Extract:
___

Amazon's first trick was selling a tablet so cheap, it was hard not to buy it, despite the shortcomings. Amazon's next trick was to build a second, larger tablet, to show it could compete (if not necessarily win) in the big leagues. Amazon's third trick — revealed Wednesday — is to blow past Apple and the Android rivals with flatter, faster tablets that are nonetheless priced insanely low. We've long known CEO Jeff Bezos was content to sell devices at cost — but we didn't know his company would actually go out and pay for such nice tablets. Here comes Kindle Fire HDX.
"We make money when people use our devices, not when they buy our devices," Bezos told NBC News Monday during an in-person product briefing where he showed off the two new tablets.

___

Provided material:
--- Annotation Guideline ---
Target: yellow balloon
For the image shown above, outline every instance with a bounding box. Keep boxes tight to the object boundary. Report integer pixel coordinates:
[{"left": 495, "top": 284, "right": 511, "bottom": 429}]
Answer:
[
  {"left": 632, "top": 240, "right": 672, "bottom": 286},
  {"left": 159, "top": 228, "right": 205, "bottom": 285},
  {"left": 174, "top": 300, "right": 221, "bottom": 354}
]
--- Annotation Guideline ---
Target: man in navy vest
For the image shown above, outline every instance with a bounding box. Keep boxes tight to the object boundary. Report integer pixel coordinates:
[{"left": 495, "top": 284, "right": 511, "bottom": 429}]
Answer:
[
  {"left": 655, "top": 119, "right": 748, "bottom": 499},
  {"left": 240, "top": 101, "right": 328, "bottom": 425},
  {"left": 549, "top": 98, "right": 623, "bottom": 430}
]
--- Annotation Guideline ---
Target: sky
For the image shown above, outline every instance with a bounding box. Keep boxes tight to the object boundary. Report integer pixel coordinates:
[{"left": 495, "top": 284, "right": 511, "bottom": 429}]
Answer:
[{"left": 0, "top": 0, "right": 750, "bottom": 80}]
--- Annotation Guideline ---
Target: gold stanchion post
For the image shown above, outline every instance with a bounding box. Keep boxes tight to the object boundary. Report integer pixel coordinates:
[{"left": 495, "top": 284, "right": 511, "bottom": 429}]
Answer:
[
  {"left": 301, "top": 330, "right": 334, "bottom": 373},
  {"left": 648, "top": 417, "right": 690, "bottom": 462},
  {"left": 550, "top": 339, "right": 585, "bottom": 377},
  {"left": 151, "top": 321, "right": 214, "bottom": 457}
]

___

Quote the Kindle Fire HDX passage word for word, starting with "Amazon's first trick" and going on through "Kindle Fire HDX.".

Amazon's first trick was selling a tablet so cheap, it was hard not to buy it, despite the shortcomings. Amazon's next trick was to build a second, larger tablet, to show it could compete (if not necessarily win) in the big leagues. Amazon's third trick — revealed Wednesday — is to blow past Apple and the Android rivals with flatter, faster tablets that are nonetheless priced insanely low. We've long known CEO Jeff Bezos was content to sell devices at cost — but we didn't know his company would actually go out and pay for such nice tablets. Here comes Kindle Fire HDX.